- [TASK TO CARRY OUT]: Reproduce the listing below, switching every "detected" to "found" and leaving everything else unchanged.

- [A run of records]:
● ● ●

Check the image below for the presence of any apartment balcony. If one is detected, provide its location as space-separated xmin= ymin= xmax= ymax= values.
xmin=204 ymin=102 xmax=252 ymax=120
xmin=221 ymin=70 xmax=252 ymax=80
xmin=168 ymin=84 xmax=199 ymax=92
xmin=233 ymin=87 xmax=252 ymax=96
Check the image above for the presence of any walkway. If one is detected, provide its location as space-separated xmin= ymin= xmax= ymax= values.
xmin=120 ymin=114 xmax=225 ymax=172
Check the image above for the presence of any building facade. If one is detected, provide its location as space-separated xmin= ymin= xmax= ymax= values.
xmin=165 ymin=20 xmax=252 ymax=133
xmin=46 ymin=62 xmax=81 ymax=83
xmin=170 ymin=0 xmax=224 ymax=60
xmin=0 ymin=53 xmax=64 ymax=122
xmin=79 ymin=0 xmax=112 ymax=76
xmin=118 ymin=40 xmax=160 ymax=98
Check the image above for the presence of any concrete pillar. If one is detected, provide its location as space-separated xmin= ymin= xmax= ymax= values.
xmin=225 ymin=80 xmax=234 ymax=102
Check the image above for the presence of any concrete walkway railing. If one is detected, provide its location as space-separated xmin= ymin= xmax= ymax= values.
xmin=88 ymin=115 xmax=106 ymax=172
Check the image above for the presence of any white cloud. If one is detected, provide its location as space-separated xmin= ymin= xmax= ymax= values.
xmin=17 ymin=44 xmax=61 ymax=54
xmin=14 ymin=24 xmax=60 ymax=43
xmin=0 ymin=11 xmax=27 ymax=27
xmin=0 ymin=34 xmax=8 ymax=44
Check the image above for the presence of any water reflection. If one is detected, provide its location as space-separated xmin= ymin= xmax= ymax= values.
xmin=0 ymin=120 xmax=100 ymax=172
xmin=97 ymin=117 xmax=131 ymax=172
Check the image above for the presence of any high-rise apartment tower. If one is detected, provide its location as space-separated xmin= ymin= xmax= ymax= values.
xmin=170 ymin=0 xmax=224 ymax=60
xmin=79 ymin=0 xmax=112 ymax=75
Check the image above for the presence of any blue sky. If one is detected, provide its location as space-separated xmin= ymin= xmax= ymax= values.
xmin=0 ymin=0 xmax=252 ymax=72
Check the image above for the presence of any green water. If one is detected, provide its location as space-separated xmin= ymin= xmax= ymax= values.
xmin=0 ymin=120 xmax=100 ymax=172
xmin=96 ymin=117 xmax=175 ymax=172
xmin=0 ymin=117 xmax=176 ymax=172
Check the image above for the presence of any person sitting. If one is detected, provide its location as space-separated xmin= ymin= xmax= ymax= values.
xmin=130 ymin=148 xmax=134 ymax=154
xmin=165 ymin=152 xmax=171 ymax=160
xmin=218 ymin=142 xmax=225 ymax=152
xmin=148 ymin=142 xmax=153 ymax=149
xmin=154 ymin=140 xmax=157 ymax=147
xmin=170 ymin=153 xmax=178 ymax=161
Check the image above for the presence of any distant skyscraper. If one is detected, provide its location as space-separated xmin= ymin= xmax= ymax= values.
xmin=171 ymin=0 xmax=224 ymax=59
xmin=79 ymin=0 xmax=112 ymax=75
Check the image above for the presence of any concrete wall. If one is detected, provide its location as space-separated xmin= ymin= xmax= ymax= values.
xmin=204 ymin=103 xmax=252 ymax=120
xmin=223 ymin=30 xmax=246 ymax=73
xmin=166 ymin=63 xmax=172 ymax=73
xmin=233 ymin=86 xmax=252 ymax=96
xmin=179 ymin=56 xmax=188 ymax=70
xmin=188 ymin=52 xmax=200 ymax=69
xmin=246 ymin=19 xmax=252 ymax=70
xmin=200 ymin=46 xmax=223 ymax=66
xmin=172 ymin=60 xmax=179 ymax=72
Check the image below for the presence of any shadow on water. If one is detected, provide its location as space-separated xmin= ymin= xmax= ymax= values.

● ● ●

- [WORKED SOLUTION]:
Check the image below for the presence of any apartment balcony. If one is found, provide its location as space-separated xmin= ymin= xmax= ymax= values.
xmin=204 ymin=102 xmax=252 ymax=120
xmin=221 ymin=70 xmax=252 ymax=80
xmin=168 ymin=84 xmax=199 ymax=92
xmin=233 ymin=87 xmax=252 ymax=96
Check the image above for the presence of any walkway. If one is found, provide its location as space-separated xmin= ymin= xmax= ymax= values.
xmin=120 ymin=114 xmax=225 ymax=172
Check the image above for the presence of any building facade. If one is found, provide its location as space-separated xmin= ymin= xmax= ymax= values.
xmin=165 ymin=20 xmax=252 ymax=133
xmin=46 ymin=62 xmax=81 ymax=83
xmin=170 ymin=0 xmax=224 ymax=60
xmin=0 ymin=53 xmax=64 ymax=122
xmin=79 ymin=0 xmax=112 ymax=76
xmin=118 ymin=40 xmax=160 ymax=98
Check the image above for the presence of any concrete pillar. If one is found, provide its location as space-separated xmin= ymin= xmax= ymax= values.
xmin=225 ymin=80 xmax=234 ymax=102
Check the image above for the presence of any concrete walkway railing. If one is found, provide its location as space-separated xmin= ymin= xmax= ymax= values.
xmin=88 ymin=115 xmax=106 ymax=172
Check the image above for the presence of any white cloud. If one is found, provide its location as space-separated xmin= ymin= xmax= ymax= values.
xmin=17 ymin=44 xmax=61 ymax=54
xmin=14 ymin=24 xmax=60 ymax=43
xmin=0 ymin=11 xmax=27 ymax=27
xmin=0 ymin=34 xmax=8 ymax=44
Check the image above for the presence of any water reflection. If one is found, provide its location as space-separated xmin= ymin= xmax= ymax= values.
xmin=0 ymin=120 xmax=100 ymax=172
xmin=97 ymin=117 xmax=131 ymax=172
Check the image above for the presence of any high-rise apartment tower. If one is found, provide its location as space-separated xmin= ymin= xmax= ymax= values.
xmin=170 ymin=0 xmax=224 ymax=60
xmin=79 ymin=0 xmax=112 ymax=75
Check the image above for the presence of any blue sky. If one is found, provide its location as space-separated xmin= ymin= xmax= ymax= values.
xmin=0 ymin=0 xmax=252 ymax=72
Check the image above for the presence of any green water. If one is found, provide its location as space-separated xmin= ymin= xmax= ymax= values.
xmin=0 ymin=120 xmax=100 ymax=172
xmin=96 ymin=117 xmax=175 ymax=172
xmin=0 ymin=117 xmax=176 ymax=172
Check the image above for the presence of any person sitting. If one is found, provide its location as space-separated xmin= ymin= xmax= ymax= values.
xmin=130 ymin=148 xmax=134 ymax=154
xmin=165 ymin=152 xmax=171 ymax=160
xmin=218 ymin=142 xmax=225 ymax=152
xmin=148 ymin=142 xmax=153 ymax=149
xmin=154 ymin=140 xmax=157 ymax=147
xmin=170 ymin=153 xmax=178 ymax=161
Check the image above for the presence of any distant skyscraper. If one is found, provide its location as space-separated xmin= ymin= xmax= ymax= values.
xmin=171 ymin=0 xmax=224 ymax=59
xmin=79 ymin=0 xmax=112 ymax=75
Check the image above for the presence of any concrete wall. If one is found, provide its location as space-separated xmin= ymin= xmax= ymax= values.
xmin=204 ymin=103 xmax=252 ymax=120
xmin=223 ymin=30 xmax=246 ymax=73
xmin=166 ymin=63 xmax=172 ymax=73
xmin=233 ymin=86 xmax=252 ymax=96
xmin=179 ymin=56 xmax=188 ymax=70
xmin=188 ymin=52 xmax=200 ymax=69
xmin=246 ymin=19 xmax=252 ymax=70
xmin=200 ymin=46 xmax=223 ymax=66
xmin=172 ymin=60 xmax=179 ymax=72
Check the image below for the presence of any shadow on water. If one is found, provide its location as space-separated xmin= ymin= xmax= ymax= values.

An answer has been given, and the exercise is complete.